#### EXERCISE:
Answer these from the Shoptalk text below:
(a) What two guiding principles of the entrepreneurs does it name?
(b) Which four technologies does it say also get the lion's share of attention?
(c) What does it call Shoptalk for anyone trying to make a living in retail?

#### SELECTED TEXT:
((

When you attend Shoptalk, you feel the kinetic energy, optimism and confidence of the startups and investors that are reshaping retail’s future. The guiding principles of these entrepreneurs: speed and personalization, all fueled by machine learning and delivered by voice recognition, principally on mobile. Visual search, AR, VR, and 3D printing get the lion’ s share of attention as well.
These tech mantras bring great joy to the faces of entrepreneurs who thrive in our brave new world. Conversely, they trigger unbridled panic in some traditional retailers who grimly realize they may be way too late to the party. In both cases, the decisions these retailers are making today are already too late to shape the future, making everyone anxious and burdened with — the startup concept of the moment — existential crisis. It’s an intense education to witness the collision of two these cultures, and that’s why Shoptalk is an invaluable roadmap for anyone trying to make a living in retail.

))

#### DATA EXTRACT:

((

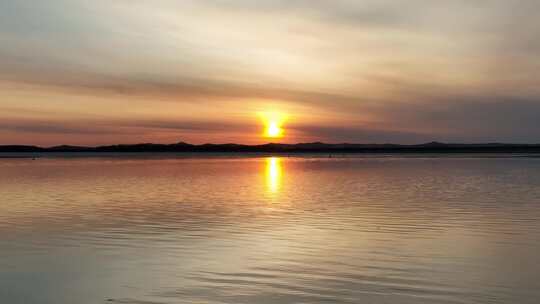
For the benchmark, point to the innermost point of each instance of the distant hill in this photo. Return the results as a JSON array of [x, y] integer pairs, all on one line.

))

#### EXERCISE RESPONSE:
(a) Speed and personalization.
(b) Visual search, AR, VR, and 3D printing.
(c) An invaluable roadmap.